EXERCISE TASK:
Copy the entries below word for word, from the line with "[indicate] the shoelace" to the line with "Target: the shoelace", including both of those lines.

ENTRIES:
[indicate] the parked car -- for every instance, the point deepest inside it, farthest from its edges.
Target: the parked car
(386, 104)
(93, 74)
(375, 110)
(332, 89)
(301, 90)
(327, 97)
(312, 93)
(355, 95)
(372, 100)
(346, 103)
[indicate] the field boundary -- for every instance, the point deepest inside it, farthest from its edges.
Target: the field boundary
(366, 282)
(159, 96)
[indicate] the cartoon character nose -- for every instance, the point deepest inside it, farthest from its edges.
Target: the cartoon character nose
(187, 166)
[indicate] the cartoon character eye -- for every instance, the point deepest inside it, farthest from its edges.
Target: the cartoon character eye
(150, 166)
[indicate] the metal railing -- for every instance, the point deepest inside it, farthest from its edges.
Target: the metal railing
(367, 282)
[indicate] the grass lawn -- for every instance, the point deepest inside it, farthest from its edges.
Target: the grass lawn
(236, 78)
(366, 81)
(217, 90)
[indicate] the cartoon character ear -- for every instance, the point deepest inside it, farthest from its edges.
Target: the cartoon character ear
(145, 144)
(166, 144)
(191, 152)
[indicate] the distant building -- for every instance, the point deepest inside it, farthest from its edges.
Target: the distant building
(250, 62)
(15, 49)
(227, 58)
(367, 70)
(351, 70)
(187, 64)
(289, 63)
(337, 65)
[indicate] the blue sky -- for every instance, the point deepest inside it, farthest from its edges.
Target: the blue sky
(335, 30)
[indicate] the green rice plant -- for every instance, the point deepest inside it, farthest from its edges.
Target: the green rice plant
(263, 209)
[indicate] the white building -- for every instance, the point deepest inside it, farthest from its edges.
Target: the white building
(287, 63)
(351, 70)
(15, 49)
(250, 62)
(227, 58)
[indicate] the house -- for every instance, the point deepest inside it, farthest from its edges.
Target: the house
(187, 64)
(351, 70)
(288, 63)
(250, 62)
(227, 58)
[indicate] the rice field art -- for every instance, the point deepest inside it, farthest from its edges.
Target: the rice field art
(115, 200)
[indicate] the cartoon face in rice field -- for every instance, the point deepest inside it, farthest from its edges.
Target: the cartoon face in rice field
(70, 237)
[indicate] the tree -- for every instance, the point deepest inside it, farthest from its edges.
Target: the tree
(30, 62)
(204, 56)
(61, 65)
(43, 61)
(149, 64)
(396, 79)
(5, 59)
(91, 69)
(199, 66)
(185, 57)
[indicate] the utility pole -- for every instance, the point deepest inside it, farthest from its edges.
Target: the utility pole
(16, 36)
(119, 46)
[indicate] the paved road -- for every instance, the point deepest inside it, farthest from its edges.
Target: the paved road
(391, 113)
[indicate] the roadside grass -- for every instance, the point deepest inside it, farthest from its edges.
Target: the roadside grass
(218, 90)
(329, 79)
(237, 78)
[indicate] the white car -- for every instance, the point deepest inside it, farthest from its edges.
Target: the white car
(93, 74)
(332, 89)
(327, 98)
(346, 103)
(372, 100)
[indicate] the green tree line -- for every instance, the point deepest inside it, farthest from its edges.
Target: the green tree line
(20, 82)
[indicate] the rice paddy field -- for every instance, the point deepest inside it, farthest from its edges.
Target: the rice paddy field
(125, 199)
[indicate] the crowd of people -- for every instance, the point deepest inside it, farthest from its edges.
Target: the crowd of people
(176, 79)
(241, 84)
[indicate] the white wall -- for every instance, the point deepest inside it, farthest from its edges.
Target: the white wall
...
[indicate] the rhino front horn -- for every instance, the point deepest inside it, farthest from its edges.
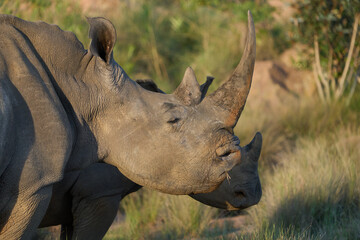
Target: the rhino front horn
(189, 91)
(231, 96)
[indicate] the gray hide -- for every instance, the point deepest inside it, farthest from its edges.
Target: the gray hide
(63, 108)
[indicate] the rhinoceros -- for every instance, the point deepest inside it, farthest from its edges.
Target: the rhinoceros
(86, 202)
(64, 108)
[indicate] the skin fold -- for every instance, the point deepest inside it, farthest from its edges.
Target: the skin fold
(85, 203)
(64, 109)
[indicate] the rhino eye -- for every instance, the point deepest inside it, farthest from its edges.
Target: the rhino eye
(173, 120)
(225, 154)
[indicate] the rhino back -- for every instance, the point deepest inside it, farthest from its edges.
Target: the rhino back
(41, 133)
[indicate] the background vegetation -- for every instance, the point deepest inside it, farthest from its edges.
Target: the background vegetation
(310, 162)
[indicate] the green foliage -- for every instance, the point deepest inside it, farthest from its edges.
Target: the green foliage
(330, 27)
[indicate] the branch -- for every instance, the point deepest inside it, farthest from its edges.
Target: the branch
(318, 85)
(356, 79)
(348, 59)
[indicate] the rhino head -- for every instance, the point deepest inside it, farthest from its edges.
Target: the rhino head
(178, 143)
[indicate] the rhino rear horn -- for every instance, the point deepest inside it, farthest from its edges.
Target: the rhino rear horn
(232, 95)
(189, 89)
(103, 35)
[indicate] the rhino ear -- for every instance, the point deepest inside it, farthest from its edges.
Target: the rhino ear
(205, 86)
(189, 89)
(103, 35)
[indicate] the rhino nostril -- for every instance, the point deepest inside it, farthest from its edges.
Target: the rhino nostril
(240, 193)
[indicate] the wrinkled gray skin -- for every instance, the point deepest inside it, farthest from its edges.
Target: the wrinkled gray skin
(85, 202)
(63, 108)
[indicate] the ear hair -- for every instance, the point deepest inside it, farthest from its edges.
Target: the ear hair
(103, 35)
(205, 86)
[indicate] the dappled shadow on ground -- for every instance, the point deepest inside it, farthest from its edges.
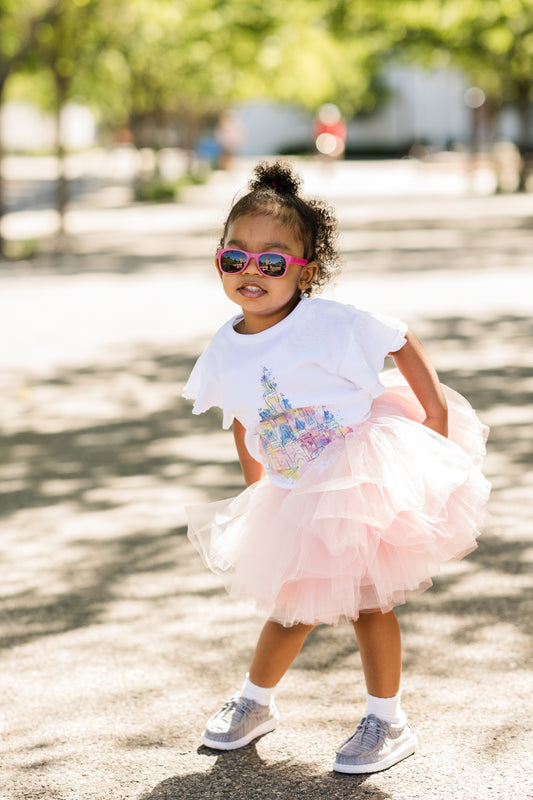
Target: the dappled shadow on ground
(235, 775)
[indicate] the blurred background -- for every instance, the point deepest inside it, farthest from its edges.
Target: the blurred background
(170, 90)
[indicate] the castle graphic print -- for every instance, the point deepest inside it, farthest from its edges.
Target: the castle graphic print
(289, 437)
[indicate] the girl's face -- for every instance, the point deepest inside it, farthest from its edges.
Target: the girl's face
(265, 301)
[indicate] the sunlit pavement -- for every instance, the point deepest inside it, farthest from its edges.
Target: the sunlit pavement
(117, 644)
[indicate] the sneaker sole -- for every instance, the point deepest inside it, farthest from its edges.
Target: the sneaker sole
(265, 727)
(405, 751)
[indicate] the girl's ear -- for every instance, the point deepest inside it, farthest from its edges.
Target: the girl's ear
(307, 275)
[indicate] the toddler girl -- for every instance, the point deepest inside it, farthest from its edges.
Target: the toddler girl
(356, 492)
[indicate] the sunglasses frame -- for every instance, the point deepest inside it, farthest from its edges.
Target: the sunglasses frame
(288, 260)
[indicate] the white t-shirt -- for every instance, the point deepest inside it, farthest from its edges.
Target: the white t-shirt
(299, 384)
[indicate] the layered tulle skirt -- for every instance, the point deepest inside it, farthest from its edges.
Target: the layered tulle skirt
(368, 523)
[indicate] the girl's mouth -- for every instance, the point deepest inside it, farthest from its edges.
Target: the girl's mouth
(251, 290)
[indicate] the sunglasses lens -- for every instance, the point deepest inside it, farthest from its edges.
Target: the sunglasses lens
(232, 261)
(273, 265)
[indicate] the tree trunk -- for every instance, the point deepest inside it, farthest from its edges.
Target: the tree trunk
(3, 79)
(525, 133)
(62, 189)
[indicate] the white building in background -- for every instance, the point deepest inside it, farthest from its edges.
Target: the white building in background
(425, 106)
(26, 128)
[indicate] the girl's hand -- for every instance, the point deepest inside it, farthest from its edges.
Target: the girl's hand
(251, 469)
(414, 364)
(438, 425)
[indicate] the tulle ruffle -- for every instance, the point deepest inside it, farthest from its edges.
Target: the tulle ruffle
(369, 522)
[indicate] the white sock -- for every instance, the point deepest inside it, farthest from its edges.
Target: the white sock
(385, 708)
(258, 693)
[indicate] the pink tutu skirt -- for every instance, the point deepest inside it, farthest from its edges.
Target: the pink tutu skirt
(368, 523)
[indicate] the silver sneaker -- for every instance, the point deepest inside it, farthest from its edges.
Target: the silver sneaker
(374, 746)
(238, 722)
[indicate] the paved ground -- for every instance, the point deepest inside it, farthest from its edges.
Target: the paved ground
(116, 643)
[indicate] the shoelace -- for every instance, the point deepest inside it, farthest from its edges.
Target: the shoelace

TASK RESPONSE:
[indicate] the shoelace -- for every instance, the point deepest inside it, farthest from its edges.
Target: the shoelace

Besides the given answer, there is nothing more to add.